SELECTED TEXT:
━━━━━━━━━━━━━━━━━━━━━━━━━━━━━━

Globalisation and Inter-cultural aspects 


CULTURAL MUTATIONS – an effect of GLOBALISATION
 A case of contemporary India

Globalisation is a buzzword in the contemporary world, but it is difficult to define and judge globalisation as it has many facets. One of the aspects related to effect of globalisation is the cultural mutation. It refers to how the local cultural fabric has changed and adapted itself in accordance with the changing environment due to globalisation. The focus of the essay is to study the change in the cultural fabric [in India] due to globalisation and investigating the cause/s of this change.

Globalisation has many explanations. A wide and diverse range of social theorists are arguing that today's world is organized by accelerating globalization, which is strengthening the dominance of a world capitalist economic system, supplanting the primacy of the nation-state by transnational corporations and organizations, and eroding local cultures and traditions through a global culture [1]. Marxists, world systems theorists, functionalists, Weberians, and other contemporary theorists are converging on the position that globalization is a distinguishing trend of the present moment. Moreover, advocates of a post-modern break in history argue that developments in transnational capitalism are producing a new global historical configuration of post-Fordism, or postmodernism as an emergent cultural logic of capitalism (Harvey 1989; Soja 1989; Jameson 1991; and Gottdiener 1995) [1]. Others define the emergent global economy and culture as a "network society" grounded in new communications and information technology (Castells 1996, 1997, and 1998). For others, globalization marks the triumph of capitalism and its market economy (see apologists such as Fukuyama 1992 and Friedman 1999 who perceive this process as positive, while others portray it as negative, such as Mander and Goldsmith 1996; Eisenstein 1998; and Robins and Webster 1999) [1]. Some theorists see the emergence of a new transnational ruling elite and the universalization of consumerism (Sklair 2001), while others stress global fragmentation of “the clash of civilizations” (Huntington 1996). Driving “post” discourses into novel realms of theory and politics, Hardt and Negri (2000) present the emergence of “Empire” as producing emergent forms of sovereignty, economy, culture, and political struggle that open the new millennium to an unforeseeable and unpredictable flow of novelties, surprises, and upheavals [1].

━━━━━━━━━━━━━━━━━━━━━━━━━━━━━━

TASK OBJECTIVE:
In the essay on globalization and cultural mutation in India, which theorist defines the emerging global economy and culture as a "network society"? The items after this essay on globalization and cultural mutation in India are separate material with no connection to it.

GIVEN INFORMATION:

━━━━━━━━━━━━━━━━━━━━━━━━━━━━━━

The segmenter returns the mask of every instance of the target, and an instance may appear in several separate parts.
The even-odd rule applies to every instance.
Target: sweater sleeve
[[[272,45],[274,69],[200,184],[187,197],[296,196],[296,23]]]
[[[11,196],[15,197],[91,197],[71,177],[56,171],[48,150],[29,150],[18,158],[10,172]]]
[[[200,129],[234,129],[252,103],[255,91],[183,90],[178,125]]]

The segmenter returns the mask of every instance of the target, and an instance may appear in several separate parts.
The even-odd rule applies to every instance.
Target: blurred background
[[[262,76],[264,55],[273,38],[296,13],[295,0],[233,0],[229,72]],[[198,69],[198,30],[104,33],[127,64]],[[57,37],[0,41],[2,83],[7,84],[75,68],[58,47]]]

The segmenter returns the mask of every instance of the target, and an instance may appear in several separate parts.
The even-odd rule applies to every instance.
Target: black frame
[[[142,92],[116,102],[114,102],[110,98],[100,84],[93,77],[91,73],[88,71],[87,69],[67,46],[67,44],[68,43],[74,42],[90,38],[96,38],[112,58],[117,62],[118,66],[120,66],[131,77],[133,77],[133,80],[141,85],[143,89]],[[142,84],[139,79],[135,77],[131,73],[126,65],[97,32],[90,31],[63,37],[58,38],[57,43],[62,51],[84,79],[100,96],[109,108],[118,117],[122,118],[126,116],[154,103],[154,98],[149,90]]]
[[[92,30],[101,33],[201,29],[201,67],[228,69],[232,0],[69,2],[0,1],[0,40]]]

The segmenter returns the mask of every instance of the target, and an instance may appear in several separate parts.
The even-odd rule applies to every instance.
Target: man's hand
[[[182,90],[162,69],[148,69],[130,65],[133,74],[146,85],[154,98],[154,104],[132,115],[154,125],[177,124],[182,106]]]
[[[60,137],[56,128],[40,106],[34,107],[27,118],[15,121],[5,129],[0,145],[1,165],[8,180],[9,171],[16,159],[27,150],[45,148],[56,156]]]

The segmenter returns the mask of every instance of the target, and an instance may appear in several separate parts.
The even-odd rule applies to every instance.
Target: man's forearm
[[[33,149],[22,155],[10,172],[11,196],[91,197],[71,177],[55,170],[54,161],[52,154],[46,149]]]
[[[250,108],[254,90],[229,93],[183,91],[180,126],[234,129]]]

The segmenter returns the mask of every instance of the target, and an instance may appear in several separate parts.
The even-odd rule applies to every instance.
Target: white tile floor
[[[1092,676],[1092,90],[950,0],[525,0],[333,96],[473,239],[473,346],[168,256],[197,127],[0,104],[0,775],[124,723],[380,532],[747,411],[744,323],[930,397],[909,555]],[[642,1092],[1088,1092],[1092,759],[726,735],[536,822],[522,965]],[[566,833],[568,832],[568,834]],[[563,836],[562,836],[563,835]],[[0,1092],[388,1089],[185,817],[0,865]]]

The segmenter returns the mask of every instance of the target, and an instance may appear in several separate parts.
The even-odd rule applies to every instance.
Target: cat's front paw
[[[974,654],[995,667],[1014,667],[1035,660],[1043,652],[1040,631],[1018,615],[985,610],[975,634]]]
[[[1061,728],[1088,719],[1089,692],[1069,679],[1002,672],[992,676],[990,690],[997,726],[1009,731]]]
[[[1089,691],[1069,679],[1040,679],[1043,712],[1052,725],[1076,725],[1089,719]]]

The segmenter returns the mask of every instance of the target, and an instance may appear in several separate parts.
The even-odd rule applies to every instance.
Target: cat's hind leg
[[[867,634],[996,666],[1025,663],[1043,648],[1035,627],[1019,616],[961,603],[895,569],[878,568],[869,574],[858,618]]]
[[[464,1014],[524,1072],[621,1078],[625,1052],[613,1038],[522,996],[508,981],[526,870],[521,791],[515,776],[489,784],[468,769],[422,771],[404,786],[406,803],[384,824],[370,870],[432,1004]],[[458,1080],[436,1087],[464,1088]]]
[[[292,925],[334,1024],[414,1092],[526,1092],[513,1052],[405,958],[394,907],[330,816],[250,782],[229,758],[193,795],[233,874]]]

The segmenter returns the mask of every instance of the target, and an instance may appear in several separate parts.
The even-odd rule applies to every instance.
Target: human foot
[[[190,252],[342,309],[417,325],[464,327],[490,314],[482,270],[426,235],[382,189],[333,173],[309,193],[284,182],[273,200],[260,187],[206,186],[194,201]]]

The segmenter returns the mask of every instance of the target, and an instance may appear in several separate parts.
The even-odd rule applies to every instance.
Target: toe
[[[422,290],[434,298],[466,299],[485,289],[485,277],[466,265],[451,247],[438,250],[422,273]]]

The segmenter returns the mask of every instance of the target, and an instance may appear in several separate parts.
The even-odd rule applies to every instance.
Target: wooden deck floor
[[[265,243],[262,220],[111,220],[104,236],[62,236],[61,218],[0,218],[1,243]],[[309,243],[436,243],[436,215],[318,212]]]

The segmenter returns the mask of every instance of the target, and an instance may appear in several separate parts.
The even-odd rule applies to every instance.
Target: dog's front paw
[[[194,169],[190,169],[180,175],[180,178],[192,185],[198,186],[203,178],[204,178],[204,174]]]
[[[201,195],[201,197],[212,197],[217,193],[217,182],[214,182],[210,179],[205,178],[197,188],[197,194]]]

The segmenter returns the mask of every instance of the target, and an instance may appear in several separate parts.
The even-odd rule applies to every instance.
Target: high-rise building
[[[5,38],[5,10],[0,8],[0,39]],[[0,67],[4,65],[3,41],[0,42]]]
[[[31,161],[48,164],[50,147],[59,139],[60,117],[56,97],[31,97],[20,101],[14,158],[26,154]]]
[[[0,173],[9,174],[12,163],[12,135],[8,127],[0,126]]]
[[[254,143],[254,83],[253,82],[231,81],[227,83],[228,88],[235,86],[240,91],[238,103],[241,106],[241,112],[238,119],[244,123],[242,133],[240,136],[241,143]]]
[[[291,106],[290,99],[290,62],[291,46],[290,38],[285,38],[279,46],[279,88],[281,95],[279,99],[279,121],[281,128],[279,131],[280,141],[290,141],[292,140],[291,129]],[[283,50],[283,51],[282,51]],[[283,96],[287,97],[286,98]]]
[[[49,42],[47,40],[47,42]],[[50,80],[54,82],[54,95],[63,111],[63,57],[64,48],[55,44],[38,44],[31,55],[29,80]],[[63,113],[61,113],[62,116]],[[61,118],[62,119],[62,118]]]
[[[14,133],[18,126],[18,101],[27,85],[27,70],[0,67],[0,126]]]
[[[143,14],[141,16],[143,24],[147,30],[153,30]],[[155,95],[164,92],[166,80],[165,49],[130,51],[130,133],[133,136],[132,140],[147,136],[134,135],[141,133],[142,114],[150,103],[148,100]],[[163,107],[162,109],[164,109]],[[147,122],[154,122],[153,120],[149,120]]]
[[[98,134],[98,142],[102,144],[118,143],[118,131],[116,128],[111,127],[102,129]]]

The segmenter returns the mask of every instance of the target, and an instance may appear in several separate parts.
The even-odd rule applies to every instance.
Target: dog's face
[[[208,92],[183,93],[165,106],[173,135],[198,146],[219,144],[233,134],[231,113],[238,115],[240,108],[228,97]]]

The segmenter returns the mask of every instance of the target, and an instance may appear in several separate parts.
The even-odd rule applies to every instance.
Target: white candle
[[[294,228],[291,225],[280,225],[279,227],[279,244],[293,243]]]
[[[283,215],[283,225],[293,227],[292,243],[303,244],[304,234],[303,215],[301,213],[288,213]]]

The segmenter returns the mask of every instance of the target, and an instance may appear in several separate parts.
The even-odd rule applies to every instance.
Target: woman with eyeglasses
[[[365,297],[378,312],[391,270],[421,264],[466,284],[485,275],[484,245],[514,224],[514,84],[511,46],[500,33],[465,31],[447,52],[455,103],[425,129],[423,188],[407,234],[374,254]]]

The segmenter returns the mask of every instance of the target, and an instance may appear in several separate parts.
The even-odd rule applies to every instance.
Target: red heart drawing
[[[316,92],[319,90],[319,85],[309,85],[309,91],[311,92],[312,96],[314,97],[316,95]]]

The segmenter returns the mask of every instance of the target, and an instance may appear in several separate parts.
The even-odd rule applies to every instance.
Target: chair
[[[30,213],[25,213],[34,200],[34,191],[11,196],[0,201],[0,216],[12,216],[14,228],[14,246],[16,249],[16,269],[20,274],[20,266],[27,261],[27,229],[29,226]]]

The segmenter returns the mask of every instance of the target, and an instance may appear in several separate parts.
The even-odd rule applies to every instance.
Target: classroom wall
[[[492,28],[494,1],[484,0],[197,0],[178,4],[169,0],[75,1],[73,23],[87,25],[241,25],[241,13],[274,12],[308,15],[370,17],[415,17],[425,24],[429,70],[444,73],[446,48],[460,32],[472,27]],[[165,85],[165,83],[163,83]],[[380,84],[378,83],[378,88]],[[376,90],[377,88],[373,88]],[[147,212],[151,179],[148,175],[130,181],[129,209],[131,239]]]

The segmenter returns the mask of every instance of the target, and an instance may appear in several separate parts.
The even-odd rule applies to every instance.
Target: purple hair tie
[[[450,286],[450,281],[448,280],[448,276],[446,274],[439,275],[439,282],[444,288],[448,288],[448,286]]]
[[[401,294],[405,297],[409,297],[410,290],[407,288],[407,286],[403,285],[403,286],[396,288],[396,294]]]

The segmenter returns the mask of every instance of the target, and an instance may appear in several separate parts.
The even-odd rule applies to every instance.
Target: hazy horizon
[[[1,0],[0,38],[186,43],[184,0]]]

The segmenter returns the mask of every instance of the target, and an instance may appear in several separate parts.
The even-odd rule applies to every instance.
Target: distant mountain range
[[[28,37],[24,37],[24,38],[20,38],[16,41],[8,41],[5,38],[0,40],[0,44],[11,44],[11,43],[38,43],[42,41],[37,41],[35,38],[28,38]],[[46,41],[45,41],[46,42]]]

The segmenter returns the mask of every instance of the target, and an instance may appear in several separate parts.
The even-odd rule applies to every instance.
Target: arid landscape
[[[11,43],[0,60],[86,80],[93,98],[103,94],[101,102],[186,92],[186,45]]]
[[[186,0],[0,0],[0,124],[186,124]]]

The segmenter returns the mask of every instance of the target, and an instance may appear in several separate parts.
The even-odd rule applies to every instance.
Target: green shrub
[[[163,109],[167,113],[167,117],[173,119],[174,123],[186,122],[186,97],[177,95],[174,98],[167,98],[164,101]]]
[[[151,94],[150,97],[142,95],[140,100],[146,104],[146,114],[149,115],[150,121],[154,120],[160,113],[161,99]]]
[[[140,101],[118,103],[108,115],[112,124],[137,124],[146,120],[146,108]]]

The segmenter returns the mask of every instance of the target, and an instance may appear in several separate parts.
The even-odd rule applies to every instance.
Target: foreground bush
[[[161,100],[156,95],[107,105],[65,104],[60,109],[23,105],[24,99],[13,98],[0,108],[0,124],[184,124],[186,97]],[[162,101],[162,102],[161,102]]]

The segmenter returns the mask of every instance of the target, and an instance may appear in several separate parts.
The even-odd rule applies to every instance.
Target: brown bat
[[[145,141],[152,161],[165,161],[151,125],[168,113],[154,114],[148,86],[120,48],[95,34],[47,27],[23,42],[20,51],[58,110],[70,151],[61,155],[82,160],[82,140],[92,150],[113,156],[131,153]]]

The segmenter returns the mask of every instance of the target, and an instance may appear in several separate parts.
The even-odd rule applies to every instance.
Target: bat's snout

━━━━━━━━━━━━━━━━━━━━━━━━━━━━━━

REPLY:
Castells (1996, 1997, and 1998).